# Text for analysis
>>>

There is no record of St
Wilfrid coming to East Meon
and it is possible that he
did not travel this far up the
river. However, within a
couple of centuries of his death
East Meon is known to have been
a flourishing Saxon community with
its own church whichhad lands granted
toit by the Saxon king. In due course the Bishops of Winchester became the Lords of the Manor and it is as a result of their patronage that the present magnificent Norman church was built from 1080 to 1150. This is the finest example of Norman architecture in the Meon Valley and the medieval populace would have known it and almost certainly been proud of it and rejoiced in it.

Worship in East Meon in the Norman period would have been grand and extravagant as the bishop and his court took their places in the church, and quite unlike the rest of the Meon Valley. There would have been a sense of awe and wonder in the holiness of the whole ‘church experience’ which would have transported the villagers into another world from their humble cottages and arduous lives. It is to our loss if we have no similar sense of awe and wonder as we come into God’s presence in his house today.

The most fascinating artefact in the church must be the so-called Tournai Font which is one of only seven brought to this country by Henri of Blois, grandson of William the Conqueror and brother of King Stephen. Henri was Chancellor, lived in Court House and imported the black marble fonts from Tournai in Belgium in 1150. There are similar fonts in Winchester and Lincoln Cathedrals. The carvings on the east face of the font tell the story of Adam and Eve and the expulsion from the Garden of Eden; and those on the north face tell of the Creation.  There are excellent guides available in the church describing these carvings.

Pilgrim’s Prayer Panel

You might like to use the Tournai Font and its imagery as a visual aid to reflect on Creation, God’s love and joy in all that he has made and on your unique place within creation.

The Creation stories are told in the first book of the Bible in Genesis chapters 1-3. You might like to find a Bible and look at them now. Do you take these verses literally, as some Christians do? Or do you see them as a wonderful allegory telling us that there was a Creator and that there was a sequence and a purpose to Creation; that God has plans for His Creation and delights in it? The Bible is a coherent story concluding with the Book of Revelation which tells of the final phase of Creation when heaven and earth will be united.

<<<

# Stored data
>>>

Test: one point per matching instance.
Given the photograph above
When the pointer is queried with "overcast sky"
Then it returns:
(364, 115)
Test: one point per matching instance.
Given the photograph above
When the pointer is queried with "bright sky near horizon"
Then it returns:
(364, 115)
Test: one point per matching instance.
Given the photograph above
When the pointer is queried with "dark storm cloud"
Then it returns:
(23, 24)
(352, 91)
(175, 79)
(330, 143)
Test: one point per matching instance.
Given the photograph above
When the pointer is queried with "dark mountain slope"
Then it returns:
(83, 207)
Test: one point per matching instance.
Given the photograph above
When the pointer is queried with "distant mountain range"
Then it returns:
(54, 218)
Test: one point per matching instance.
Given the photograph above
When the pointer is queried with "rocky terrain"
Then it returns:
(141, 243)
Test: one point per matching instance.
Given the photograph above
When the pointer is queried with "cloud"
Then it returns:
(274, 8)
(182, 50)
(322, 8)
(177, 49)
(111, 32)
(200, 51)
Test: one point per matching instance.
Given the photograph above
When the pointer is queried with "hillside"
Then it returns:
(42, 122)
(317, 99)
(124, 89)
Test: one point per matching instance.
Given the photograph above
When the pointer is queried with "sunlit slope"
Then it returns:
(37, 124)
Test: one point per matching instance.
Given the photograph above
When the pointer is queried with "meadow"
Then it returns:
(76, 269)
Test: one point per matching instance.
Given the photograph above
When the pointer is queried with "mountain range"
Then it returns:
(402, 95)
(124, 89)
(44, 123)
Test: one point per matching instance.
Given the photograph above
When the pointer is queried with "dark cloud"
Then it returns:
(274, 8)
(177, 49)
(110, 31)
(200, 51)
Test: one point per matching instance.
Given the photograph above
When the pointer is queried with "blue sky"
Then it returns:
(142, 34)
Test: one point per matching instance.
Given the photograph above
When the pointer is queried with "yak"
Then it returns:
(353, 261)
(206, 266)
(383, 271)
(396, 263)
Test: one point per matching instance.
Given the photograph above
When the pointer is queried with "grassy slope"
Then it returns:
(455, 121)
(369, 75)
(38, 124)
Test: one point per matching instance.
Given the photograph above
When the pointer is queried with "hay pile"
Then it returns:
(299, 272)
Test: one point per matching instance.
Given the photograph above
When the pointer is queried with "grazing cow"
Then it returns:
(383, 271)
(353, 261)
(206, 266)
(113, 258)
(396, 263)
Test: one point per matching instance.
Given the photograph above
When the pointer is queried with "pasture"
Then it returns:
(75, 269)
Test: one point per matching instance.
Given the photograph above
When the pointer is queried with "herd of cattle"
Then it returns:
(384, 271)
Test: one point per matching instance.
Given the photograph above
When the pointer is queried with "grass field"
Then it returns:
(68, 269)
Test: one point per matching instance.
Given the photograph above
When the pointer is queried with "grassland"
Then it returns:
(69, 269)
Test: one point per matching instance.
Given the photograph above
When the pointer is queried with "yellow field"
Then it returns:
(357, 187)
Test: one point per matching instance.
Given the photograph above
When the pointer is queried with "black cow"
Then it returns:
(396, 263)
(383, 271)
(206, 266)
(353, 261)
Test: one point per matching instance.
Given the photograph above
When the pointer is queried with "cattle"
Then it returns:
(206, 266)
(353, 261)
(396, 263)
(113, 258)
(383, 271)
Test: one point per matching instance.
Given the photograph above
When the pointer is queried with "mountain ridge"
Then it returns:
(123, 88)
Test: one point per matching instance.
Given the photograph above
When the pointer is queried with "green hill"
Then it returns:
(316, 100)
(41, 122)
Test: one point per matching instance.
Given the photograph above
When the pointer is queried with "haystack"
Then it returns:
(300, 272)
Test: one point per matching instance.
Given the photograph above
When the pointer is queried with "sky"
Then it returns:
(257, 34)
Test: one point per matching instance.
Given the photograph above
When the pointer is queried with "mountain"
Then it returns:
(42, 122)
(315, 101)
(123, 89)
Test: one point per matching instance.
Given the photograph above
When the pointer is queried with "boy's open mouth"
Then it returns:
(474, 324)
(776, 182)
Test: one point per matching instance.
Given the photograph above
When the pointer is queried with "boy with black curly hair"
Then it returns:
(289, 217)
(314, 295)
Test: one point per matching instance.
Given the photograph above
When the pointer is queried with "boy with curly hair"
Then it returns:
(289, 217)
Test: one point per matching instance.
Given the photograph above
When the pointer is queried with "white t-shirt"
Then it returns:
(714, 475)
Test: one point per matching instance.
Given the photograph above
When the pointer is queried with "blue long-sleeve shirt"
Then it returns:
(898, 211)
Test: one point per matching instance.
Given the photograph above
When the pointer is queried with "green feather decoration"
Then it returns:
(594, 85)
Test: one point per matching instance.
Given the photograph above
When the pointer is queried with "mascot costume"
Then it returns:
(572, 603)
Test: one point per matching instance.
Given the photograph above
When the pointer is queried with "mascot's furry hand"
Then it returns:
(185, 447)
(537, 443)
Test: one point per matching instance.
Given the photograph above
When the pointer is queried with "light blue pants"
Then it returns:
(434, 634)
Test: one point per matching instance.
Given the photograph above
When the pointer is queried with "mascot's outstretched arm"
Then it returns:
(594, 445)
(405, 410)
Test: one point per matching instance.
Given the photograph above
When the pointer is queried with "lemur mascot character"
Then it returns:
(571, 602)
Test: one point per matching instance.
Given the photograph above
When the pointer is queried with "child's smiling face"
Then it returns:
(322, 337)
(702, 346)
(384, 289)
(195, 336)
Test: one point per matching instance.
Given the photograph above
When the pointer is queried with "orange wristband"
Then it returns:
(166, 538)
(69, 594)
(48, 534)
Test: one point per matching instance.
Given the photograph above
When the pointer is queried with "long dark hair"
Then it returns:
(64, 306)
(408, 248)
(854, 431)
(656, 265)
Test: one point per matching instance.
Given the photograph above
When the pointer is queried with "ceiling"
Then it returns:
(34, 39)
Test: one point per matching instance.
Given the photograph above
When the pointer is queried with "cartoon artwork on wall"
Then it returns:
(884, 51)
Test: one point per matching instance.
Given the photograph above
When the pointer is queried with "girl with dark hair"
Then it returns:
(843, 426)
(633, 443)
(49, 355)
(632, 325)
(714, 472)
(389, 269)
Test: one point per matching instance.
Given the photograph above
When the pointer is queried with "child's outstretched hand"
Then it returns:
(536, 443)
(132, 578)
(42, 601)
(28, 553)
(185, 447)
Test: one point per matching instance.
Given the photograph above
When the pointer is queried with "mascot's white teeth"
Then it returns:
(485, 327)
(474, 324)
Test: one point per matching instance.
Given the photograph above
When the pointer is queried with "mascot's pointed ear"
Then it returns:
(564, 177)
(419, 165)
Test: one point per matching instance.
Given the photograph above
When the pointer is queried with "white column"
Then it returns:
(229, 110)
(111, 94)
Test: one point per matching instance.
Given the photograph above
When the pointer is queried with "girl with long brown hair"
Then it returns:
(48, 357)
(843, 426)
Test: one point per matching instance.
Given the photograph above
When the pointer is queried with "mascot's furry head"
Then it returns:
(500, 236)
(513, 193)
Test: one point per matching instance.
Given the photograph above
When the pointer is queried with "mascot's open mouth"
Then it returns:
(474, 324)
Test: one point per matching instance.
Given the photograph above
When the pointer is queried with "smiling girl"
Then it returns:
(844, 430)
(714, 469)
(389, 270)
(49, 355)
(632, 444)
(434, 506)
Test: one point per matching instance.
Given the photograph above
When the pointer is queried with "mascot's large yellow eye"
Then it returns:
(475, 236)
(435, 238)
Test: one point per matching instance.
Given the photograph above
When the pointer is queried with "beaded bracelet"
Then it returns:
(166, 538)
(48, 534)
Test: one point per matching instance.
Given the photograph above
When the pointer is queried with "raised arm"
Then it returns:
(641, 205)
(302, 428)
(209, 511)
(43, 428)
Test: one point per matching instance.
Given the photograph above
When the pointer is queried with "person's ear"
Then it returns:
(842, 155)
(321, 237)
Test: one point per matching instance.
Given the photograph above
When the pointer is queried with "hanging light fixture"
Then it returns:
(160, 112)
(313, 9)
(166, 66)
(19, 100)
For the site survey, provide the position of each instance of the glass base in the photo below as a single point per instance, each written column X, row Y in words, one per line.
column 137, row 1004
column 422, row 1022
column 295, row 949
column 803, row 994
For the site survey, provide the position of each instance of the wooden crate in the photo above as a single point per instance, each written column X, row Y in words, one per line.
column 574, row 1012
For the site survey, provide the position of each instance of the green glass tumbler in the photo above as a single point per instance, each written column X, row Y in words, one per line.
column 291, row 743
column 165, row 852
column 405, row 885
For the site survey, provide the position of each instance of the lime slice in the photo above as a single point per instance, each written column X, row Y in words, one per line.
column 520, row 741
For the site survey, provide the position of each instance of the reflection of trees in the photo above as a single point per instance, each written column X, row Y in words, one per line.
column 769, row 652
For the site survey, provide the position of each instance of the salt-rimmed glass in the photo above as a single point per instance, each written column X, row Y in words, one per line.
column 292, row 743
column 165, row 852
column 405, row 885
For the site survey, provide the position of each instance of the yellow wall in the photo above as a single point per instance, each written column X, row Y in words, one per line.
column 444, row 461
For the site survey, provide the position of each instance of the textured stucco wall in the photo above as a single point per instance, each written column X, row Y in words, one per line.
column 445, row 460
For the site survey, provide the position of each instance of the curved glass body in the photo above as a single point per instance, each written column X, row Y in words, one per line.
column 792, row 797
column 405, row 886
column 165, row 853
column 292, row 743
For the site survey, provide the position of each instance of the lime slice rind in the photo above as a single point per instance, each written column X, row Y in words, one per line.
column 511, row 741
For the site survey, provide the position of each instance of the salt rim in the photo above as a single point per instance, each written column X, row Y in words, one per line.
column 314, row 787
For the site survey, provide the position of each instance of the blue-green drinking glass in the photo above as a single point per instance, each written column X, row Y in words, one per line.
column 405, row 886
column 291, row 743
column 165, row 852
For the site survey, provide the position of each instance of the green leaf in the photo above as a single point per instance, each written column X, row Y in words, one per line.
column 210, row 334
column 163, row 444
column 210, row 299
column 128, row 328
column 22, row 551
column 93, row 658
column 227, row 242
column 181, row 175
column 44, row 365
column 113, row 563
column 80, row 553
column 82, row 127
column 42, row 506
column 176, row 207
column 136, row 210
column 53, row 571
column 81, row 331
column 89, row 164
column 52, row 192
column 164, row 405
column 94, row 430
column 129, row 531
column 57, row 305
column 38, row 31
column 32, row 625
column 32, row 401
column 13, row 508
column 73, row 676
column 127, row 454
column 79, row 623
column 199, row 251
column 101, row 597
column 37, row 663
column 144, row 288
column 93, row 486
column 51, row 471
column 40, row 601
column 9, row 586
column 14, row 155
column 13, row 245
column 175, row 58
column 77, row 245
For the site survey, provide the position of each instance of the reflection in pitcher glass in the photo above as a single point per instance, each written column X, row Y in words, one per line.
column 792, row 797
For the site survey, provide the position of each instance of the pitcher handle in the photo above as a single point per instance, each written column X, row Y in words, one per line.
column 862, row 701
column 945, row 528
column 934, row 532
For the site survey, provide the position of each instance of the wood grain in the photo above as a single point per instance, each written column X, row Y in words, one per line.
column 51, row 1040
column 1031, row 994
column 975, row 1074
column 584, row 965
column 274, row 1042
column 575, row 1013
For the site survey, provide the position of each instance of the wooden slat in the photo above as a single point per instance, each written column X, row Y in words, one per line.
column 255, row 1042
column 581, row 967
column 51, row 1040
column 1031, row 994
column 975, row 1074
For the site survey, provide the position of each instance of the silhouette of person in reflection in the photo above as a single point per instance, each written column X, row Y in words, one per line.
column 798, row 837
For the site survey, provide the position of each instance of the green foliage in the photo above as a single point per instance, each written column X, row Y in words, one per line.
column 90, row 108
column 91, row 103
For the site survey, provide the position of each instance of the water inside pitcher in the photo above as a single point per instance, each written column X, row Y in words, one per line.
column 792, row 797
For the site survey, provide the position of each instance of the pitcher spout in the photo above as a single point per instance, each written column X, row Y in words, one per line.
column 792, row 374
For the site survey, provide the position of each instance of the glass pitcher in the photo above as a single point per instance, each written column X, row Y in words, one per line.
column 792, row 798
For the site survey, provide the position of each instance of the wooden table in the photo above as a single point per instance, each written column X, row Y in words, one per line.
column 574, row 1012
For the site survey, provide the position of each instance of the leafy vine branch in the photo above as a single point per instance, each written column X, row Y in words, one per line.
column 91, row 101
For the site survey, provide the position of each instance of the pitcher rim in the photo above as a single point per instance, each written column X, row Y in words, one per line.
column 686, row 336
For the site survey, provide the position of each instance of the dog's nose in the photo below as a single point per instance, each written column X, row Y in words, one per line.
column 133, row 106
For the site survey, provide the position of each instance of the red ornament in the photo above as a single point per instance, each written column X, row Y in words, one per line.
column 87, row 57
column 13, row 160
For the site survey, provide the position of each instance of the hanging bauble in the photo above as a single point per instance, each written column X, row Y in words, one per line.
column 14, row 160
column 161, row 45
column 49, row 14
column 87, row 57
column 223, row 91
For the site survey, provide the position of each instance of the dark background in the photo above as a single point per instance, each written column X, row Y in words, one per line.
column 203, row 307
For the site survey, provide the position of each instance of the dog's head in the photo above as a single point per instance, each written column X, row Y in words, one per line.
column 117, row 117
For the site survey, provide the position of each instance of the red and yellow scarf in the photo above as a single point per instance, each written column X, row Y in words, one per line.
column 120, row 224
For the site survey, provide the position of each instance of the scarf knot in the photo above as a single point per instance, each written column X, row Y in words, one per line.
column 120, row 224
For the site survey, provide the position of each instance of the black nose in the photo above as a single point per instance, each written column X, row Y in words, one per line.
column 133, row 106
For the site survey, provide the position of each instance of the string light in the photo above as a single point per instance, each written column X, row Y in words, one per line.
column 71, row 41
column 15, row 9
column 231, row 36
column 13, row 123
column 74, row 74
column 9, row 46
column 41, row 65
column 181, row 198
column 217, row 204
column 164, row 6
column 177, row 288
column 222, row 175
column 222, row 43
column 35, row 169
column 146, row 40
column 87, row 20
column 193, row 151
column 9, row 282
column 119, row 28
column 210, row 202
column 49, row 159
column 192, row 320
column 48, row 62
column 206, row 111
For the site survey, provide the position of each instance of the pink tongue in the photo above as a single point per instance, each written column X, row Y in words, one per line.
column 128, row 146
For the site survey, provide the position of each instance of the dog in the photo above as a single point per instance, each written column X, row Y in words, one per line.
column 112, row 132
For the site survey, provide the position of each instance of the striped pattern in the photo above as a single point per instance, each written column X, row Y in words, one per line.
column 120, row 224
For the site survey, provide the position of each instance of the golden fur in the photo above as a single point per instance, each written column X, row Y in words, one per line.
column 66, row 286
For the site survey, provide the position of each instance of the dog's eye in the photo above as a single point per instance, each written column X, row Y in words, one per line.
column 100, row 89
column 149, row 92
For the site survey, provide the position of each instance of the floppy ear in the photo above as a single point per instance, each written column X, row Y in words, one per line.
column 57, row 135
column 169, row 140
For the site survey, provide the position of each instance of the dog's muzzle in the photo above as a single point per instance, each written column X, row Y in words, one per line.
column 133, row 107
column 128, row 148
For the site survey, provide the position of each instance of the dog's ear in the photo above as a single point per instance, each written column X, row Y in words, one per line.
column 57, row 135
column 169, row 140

<<<

# Exercise requirements
1. In the passage about East Meon church, rewrite the section starting at "Pilgrim’s Prayer Panel" and ending at "will be united.", replacing "visual aid" with "focus".
2. According to the passage about East Meon church, where did Henri of Blois import the black marble fonts from, and in what year?

# Solved tasks
1.
Pilgrim’s Prayer Panel

You might like to use the Tournai Font and its imagery as a focus to reflect on Creation, God’s love and joy in all that he has made and on your unique place within creation.

The Creation stories are told in the first book of the Bible in Genesis chapters 1-3. You might like to find a Bible and look at them now. Do you take these verses literally, as some Christians do? Or do you see them as a wonderful allegory telling us that there was a Creator and that there was a sequence and a purpose to Creation; that God has plans for His Creation and delights in it? The Bible is a coherent story concluding with the Book of Revelation which tells of the final phase of Creation when heaven and earth will be united.

2. From Tournai in Belgium, in 1150.